(Point localization data)
*** Block opens ***

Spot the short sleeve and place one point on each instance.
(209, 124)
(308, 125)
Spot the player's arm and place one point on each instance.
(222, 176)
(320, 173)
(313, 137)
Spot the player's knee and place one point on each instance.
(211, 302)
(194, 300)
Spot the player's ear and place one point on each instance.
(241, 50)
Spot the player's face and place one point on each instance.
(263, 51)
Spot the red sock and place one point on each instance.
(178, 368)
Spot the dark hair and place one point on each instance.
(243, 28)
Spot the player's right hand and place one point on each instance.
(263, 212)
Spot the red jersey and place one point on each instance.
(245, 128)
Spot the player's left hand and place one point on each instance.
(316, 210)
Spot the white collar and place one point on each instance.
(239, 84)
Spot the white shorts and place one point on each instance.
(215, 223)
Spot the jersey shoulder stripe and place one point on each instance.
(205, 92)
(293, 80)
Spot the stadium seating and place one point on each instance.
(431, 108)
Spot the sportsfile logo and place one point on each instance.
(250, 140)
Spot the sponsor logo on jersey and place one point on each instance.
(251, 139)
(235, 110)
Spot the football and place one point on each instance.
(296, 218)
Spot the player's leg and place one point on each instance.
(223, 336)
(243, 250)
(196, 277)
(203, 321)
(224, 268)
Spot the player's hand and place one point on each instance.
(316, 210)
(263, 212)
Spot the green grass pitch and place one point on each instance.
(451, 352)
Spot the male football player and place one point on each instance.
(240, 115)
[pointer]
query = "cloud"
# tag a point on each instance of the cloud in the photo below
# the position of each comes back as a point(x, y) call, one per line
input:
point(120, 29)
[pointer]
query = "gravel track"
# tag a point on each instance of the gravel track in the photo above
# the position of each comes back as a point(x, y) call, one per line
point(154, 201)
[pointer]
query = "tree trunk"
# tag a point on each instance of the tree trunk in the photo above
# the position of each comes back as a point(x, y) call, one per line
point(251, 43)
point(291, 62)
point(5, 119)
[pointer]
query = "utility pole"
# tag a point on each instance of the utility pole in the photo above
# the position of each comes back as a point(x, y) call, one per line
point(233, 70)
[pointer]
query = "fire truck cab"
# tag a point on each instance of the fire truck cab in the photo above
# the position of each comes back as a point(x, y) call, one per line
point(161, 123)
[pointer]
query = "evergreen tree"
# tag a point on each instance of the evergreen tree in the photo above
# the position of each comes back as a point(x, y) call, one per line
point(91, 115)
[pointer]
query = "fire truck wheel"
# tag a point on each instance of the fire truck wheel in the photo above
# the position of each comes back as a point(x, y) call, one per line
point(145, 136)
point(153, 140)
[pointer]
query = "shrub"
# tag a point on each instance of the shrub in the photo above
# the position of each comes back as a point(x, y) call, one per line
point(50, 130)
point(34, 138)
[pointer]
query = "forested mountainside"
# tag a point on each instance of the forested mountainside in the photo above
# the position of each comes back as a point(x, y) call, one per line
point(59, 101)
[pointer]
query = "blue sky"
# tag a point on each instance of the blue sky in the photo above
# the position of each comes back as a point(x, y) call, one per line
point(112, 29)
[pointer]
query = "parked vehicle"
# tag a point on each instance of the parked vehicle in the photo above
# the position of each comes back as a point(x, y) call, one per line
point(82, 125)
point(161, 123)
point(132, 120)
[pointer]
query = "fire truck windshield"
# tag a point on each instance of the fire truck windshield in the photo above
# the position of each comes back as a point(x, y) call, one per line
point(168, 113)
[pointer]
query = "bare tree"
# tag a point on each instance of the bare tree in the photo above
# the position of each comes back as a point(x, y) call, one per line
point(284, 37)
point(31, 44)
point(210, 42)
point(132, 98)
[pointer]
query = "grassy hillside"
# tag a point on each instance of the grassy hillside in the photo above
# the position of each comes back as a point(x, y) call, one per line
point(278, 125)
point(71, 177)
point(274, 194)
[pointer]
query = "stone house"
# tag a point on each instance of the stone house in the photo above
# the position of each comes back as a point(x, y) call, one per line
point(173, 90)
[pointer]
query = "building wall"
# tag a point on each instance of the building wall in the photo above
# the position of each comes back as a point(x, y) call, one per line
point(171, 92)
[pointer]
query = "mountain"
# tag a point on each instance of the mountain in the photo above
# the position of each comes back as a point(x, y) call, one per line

*** Block closes ***

Each record above should be reproduced in full, exactly as it stands.

Spot the short sleeve and place one point on each instance.
(209, 124)
(308, 125)
Spot the player's arm and place one point on each instance.
(222, 176)
(320, 173)
(313, 137)
Spot the player's knee and place one point on each instance.
(211, 302)
(194, 300)
Spot the player's ear and place one point on each instance.
(241, 50)
Spot the player's face and place one point on each instance.
(263, 51)
Spot the red sock and place one point on each instance.
(178, 368)
Spot the dark hair and place one point on each instance.
(243, 28)
Spot the player's right hand and place one point on each instance.
(263, 212)
Spot the red jersey and place one point on each instance.
(245, 128)
Spot the player's left hand and place one point on each instance.
(316, 210)
Spot the white collar and place one point on each instance.
(239, 84)
Spot the white shorts and place one point on each instance.
(215, 223)
Spot the jersey shoulder stripe and place one point on each instance.
(205, 92)
(293, 80)
Spot the stadium seating and place one point on each instance.
(431, 108)
Spot the sportsfile logo and place one point on each instance.
(250, 140)
Spot the sponsor logo on jersey and place one point on each instance.
(251, 139)
(235, 110)
Spot the football and place one point on each instance.
(296, 218)
Spot the player's leg and place one point on each instance.
(223, 336)
(243, 250)
(196, 277)
(203, 321)
(224, 268)
Spot the player's hand and place one point on each instance.
(316, 210)
(263, 212)
Spot the green grass pitch and place one point on each instance.
(451, 352)
Spot the male football player and place one point on each instance.
(240, 115)
[pointer]
query = "cloud"
# tag a point on each instance of the cloud in the photo below
# the position of each comes back as a point(x, y) call, one per line
input:
point(120, 29)
[pointer]
query = "gravel track"
# tag a point on each instance of the gravel track in the photo above
# the position of each comes back as a point(x, y) call, one per line
point(154, 201)
[pointer]
query = "tree trunk"
# tag a point on each instance of the tree trunk in the photo above
# the position of each comes back as a point(x, y) call, one per line
point(251, 43)
point(291, 62)
point(5, 119)
[pointer]
query = "utility pole"
# tag a point on each instance of the utility pole in the photo above
# the position of each comes back as a point(x, y) call, one per line
point(233, 70)
[pointer]
query = "fire truck cab"
# tag a point on each instance of the fire truck cab in the photo above
# the position of each comes back as a point(x, y) call, one per line
point(161, 123)
[pointer]
query = "evergreen tree"
# tag a point on each instance of the evergreen tree in the photo above
# the position of each comes back as a point(x, y) call, one per line
point(91, 115)
[pointer]
query = "fire truck wheel"
# tag a point on each instance of the fire truck wheel in the photo above
# the position of each comes back as a point(x, y) call, one per line
point(145, 136)
point(153, 140)
[pointer]
query = "shrub"
# tag a point on each instance of the shrub in the photo above
# the position of each comes back as a point(x, y) call, one per line
point(50, 130)
point(34, 138)
[pointer]
query = "forested mountainside"
# tag a point on each instance of the forested mountainside in the photo above
# the position of each comes back as a point(x, y) call, one per line
point(59, 101)
[pointer]
query = "blue sky"
# tag a point on each instance of the blue sky in the photo above
# the position of each comes back as a point(x, y) call, one per line
point(112, 29)
[pointer]
query = "parked vehicle"
# tag a point on each instance of the parked vehicle in the photo above
# the position of each comes back as a point(x, y) call, one per line
point(82, 125)
point(161, 123)
point(132, 120)
[pointer]
query = "fire truck windshield"
# tag a point on each instance of the fire truck windshield in the photo above
# the position of each comes back as a point(x, y) call, one per line
point(168, 113)
[pointer]
query = "bare tree"
# tag a point on each instance of the bare tree in the photo above
# the position of each comes back as a point(x, y) call, one per line
point(284, 37)
point(31, 44)
point(210, 42)
point(132, 98)
[pointer]
query = "grassy hillside"
# tag a point on each instance of the grassy hillside in the photo above
# the position of each comes back as a point(x, y) call, one per line
point(278, 125)
point(71, 177)
point(274, 194)
[pointer]
query = "stone house"
# tag a point on each instance of the stone house in the photo above
# the position of each comes back as a point(x, y) call, one per line
point(173, 90)
[pointer]
query = "building wall"
# tag a point on each instance of the building wall in the photo above
# the position of each comes back as a point(x, y) call, one per line
point(171, 92)
[pointer]
query = "mountain"
# tag a point on each instance of the mountain in the photo above
# the position of each comes back as a point(x, y) call, one per line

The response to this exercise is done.